Rows from a pointing dataset:
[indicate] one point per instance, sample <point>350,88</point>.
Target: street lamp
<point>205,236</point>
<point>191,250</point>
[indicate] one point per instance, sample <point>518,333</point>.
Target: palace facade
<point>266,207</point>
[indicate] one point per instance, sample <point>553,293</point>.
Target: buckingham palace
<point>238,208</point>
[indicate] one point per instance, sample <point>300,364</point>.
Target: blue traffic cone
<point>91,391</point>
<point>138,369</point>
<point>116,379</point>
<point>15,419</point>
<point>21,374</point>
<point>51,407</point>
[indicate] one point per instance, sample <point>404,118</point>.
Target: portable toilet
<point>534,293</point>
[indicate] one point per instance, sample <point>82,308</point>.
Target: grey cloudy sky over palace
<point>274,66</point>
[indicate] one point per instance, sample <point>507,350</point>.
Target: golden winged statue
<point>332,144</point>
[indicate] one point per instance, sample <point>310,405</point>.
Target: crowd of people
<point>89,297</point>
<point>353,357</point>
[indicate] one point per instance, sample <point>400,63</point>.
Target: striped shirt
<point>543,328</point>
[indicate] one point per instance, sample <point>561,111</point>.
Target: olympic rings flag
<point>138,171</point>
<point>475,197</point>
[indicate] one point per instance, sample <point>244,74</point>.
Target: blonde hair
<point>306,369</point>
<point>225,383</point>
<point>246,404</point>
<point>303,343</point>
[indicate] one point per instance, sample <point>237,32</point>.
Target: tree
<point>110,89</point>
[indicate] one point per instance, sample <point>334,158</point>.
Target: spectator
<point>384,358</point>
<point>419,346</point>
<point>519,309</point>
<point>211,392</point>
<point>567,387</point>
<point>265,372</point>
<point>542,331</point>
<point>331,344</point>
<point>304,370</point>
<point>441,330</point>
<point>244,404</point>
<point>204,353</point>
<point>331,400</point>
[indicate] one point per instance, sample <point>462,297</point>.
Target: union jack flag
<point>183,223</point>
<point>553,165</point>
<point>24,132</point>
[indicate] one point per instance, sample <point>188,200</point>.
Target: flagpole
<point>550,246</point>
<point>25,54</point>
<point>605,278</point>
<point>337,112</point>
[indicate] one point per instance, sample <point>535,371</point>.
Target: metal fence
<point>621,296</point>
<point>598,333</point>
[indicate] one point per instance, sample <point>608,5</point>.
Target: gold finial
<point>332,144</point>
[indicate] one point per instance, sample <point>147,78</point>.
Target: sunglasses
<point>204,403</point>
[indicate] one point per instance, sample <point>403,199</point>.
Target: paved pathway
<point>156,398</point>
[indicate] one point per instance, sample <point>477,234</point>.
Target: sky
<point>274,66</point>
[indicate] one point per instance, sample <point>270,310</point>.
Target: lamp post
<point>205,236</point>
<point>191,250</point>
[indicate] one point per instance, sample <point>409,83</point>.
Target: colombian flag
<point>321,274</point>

▸ WHAT TO WORK ON: Copy out every line of all the items above, word for word and character for character.

▸ SOLUTION FOR THIS PROBLEM:
[indicate] one point per instance, sample <point>350,88</point>.
Target: street lamp
<point>205,236</point>
<point>191,250</point>
[indicate] one point per instance, sample <point>518,333</point>.
Target: palace facade
<point>266,207</point>
[indicate] one point per instance, sample <point>553,293</point>.
Target: buckingham palace
<point>238,208</point>
[indicate] one point per instance, sample <point>300,364</point>.
Target: blue traffic cone
<point>91,391</point>
<point>138,369</point>
<point>116,379</point>
<point>15,419</point>
<point>21,374</point>
<point>51,407</point>
[indicate] one point per instance, sample <point>404,118</point>.
Target: portable toilet
<point>534,293</point>
[indicate] one point per instance, sample <point>82,308</point>.
Target: grey cloudy sky over palace
<point>274,66</point>
[indicate] one point per instance, sample <point>507,350</point>.
Target: golden winged statue
<point>332,144</point>
[indicate] one point per instance, sample <point>310,405</point>.
Target: crowd of people
<point>89,297</point>
<point>353,357</point>
[indicate] one point per instance, sample <point>400,63</point>.
Target: striped shirt
<point>543,328</point>
[indicate] one point per instance, sample <point>561,111</point>.
Target: olympic rings flag
<point>138,171</point>
<point>475,197</point>
[indicate] one point per instance, sample <point>244,74</point>.
Target: blonde hair
<point>306,369</point>
<point>225,383</point>
<point>246,404</point>
<point>303,343</point>
[indicate] one point per instance, sample <point>237,32</point>.
Target: tree
<point>110,89</point>
[indicate] one point per instance, sample <point>334,158</point>.
Target: spectator
<point>384,358</point>
<point>419,346</point>
<point>519,309</point>
<point>211,392</point>
<point>567,387</point>
<point>265,372</point>
<point>542,331</point>
<point>331,344</point>
<point>304,370</point>
<point>441,330</point>
<point>244,404</point>
<point>204,353</point>
<point>331,400</point>
[indicate] one point per instance, sample <point>462,297</point>.
Target: union jack flag
<point>183,223</point>
<point>553,165</point>
<point>24,132</point>
[indicate] one point per instance, sample <point>188,200</point>.
Target: flagpole
<point>550,246</point>
<point>25,54</point>
<point>605,278</point>
<point>337,112</point>
[indicate] one point per instance, sample <point>535,371</point>.
Target: metal fence
<point>621,296</point>
<point>598,333</point>
[indicate] one point per instance, sample <point>608,5</point>.
Target: gold finial
<point>332,144</point>
[indicate] one point per instance, sample <point>147,78</point>.
Target: sunglasses
<point>204,403</point>
[indicate] one point per instance, sample <point>403,199</point>.
Target: paved pathway
<point>156,398</point>
[indicate] one point per instance, sample <point>477,234</point>.
Target: sky
<point>274,66</point>
[indicate] one point per instance, sample <point>270,310</point>.
Target: lamp post
<point>205,236</point>
<point>191,250</point>
[indicate] one point per instance, sample <point>409,83</point>.
Target: colombian flag
<point>321,274</point>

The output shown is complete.